■ **INPUT RECORDS**:

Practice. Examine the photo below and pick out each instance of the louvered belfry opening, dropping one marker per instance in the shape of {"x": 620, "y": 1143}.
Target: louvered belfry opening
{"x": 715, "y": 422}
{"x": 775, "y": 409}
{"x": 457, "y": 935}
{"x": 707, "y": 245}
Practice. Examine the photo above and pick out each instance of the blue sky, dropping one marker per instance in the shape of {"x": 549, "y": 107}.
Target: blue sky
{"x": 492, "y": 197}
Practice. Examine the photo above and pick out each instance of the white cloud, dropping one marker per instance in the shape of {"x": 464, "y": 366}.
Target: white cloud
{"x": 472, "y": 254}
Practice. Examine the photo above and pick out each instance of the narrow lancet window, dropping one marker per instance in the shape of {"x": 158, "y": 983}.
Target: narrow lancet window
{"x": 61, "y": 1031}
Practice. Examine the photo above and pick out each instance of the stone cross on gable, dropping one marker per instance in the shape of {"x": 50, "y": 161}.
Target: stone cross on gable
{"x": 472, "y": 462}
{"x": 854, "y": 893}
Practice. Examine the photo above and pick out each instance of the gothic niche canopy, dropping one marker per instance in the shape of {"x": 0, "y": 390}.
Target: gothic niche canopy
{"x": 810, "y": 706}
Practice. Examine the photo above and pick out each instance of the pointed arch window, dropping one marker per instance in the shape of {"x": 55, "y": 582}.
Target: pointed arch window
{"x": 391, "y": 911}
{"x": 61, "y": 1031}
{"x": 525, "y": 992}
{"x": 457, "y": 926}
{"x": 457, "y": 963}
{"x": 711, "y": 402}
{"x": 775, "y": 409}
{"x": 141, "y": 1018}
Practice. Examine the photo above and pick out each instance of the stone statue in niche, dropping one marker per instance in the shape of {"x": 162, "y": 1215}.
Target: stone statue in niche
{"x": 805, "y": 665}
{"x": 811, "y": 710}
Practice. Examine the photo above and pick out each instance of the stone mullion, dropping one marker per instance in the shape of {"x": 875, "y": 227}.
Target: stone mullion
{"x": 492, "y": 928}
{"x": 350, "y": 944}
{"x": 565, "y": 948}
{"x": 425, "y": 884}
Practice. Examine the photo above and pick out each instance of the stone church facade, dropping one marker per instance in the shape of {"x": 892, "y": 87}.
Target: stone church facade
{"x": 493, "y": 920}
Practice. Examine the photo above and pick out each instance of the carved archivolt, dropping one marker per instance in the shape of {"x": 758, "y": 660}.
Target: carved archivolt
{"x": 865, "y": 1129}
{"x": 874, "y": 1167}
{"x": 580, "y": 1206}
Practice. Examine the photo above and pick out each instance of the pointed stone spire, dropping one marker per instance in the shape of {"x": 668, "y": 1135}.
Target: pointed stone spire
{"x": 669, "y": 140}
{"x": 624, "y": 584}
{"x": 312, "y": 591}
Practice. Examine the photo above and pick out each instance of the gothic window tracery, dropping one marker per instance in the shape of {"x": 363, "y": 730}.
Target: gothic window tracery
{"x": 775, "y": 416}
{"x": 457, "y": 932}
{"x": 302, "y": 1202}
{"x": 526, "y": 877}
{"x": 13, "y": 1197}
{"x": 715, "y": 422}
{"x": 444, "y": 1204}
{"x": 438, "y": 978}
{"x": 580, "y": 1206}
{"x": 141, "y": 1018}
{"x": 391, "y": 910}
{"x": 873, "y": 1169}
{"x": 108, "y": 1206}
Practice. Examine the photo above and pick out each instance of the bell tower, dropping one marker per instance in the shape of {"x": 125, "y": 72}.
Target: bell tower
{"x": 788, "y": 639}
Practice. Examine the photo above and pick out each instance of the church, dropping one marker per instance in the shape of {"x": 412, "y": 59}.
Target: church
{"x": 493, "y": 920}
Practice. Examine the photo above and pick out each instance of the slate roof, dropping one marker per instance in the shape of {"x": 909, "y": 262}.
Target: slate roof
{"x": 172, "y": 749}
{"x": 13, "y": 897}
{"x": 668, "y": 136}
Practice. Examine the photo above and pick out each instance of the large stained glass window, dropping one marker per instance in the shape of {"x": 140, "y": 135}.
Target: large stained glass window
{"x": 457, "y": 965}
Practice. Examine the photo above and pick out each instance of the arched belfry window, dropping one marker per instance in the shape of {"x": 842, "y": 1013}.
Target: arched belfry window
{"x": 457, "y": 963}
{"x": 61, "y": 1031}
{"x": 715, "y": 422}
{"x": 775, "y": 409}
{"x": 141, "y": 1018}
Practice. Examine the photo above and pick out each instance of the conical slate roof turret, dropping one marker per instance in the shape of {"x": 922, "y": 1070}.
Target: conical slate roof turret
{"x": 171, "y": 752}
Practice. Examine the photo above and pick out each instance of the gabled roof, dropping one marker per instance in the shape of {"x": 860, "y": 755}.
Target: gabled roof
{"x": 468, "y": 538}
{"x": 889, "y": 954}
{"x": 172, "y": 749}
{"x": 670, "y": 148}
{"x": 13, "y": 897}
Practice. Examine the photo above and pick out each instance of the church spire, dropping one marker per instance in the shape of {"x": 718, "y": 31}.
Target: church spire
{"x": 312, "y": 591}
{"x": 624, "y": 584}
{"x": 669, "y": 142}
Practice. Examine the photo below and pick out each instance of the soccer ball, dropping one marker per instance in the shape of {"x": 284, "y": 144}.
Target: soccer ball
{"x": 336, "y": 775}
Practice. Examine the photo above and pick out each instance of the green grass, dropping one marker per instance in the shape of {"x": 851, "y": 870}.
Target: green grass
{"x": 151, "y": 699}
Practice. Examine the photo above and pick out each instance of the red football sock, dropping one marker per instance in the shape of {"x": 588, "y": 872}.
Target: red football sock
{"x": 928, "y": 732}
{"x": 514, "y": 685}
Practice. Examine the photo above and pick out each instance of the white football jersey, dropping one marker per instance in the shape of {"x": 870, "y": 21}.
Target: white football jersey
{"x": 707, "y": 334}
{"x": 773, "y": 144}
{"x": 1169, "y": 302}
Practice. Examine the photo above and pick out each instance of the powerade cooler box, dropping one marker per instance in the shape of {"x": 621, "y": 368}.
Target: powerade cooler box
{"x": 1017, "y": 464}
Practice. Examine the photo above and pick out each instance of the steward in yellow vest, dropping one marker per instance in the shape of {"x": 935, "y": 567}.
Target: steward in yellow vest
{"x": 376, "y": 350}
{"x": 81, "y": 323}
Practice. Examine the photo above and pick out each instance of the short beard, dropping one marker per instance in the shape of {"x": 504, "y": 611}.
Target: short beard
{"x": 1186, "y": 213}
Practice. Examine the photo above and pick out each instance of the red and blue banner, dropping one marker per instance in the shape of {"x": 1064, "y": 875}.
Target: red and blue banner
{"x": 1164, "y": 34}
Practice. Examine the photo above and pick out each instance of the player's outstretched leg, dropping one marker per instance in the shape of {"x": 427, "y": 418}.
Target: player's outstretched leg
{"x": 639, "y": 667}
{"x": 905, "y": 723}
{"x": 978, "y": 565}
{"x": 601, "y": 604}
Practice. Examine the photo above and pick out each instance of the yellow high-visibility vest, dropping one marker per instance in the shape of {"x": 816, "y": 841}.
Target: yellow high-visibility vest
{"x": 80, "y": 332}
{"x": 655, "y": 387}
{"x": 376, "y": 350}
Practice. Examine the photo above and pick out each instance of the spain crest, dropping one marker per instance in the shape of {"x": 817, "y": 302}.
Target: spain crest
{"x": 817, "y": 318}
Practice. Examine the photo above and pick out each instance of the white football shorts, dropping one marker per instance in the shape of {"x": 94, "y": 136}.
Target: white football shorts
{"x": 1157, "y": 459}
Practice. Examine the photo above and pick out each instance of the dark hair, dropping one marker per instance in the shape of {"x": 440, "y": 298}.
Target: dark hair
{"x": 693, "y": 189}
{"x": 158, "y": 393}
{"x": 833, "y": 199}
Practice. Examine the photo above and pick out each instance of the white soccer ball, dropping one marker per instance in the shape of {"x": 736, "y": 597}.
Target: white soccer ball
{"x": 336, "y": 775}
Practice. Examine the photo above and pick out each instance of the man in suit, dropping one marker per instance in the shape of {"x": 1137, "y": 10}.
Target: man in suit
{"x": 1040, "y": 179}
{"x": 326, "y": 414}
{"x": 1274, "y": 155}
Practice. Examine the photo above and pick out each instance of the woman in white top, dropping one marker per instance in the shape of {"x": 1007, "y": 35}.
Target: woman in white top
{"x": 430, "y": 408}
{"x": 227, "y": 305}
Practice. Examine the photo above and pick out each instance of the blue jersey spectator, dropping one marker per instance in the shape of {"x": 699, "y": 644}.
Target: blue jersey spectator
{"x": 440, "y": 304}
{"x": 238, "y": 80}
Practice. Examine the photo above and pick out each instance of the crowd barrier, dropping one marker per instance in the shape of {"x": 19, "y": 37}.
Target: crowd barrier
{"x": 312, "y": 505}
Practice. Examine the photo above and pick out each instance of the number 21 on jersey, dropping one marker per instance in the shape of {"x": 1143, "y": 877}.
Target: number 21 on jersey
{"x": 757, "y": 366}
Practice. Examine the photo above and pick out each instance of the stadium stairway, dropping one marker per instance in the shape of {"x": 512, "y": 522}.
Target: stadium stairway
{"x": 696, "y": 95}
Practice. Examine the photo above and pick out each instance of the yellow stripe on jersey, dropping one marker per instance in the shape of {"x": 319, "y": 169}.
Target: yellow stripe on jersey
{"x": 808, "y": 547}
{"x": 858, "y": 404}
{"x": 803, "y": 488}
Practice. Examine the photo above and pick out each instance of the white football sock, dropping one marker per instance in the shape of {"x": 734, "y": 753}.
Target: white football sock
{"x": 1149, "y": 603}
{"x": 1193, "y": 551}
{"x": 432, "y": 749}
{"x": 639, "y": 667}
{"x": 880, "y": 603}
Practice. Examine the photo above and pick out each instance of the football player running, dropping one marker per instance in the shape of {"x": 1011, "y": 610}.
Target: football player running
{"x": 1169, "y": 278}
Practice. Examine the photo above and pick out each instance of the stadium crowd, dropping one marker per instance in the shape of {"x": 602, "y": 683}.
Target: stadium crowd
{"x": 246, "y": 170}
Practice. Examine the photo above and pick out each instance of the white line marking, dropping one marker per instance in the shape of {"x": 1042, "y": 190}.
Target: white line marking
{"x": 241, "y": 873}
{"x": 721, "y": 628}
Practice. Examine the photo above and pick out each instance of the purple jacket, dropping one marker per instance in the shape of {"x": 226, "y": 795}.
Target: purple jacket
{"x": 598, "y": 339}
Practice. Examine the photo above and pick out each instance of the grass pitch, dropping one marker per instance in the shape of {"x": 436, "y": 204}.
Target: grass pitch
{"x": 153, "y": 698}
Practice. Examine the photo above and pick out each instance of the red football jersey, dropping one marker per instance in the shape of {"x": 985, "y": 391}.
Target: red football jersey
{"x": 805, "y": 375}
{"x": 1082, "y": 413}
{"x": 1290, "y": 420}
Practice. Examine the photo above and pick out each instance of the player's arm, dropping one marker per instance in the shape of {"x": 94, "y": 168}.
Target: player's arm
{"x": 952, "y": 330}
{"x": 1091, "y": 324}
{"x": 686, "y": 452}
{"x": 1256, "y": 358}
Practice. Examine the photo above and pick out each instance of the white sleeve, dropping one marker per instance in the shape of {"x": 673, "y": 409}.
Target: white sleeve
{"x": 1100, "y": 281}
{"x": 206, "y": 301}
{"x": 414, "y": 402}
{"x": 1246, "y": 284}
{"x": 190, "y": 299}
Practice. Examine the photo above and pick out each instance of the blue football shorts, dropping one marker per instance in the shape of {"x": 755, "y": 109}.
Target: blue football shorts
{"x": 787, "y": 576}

■ **EXERCISE GOAL**:
Give back, unchanged, every line from the one with "player's arm, dropping" to the end of the entries above.

■ **CORRECT ANSWER**:
Practice. Examine the photo above and pick out each instance of the player's arm, dropping one marker per instance in the shape of {"x": 94, "y": 168}.
Target: player's arm
{"x": 952, "y": 330}
{"x": 1091, "y": 324}
{"x": 686, "y": 452}
{"x": 1256, "y": 358}
Practice. Examine the photo above and pick out each instance of the white sleeve, dropping one marker per instance in the shape of {"x": 673, "y": 409}.
Target: white sleeve
{"x": 1100, "y": 281}
{"x": 206, "y": 301}
{"x": 414, "y": 402}
{"x": 1246, "y": 284}
{"x": 190, "y": 299}
Practice. Examine the photo above and pick out each instance of the blue football shorts, dropping one marker per instance in the shape of {"x": 755, "y": 109}.
Target: blue football shorts
{"x": 787, "y": 576}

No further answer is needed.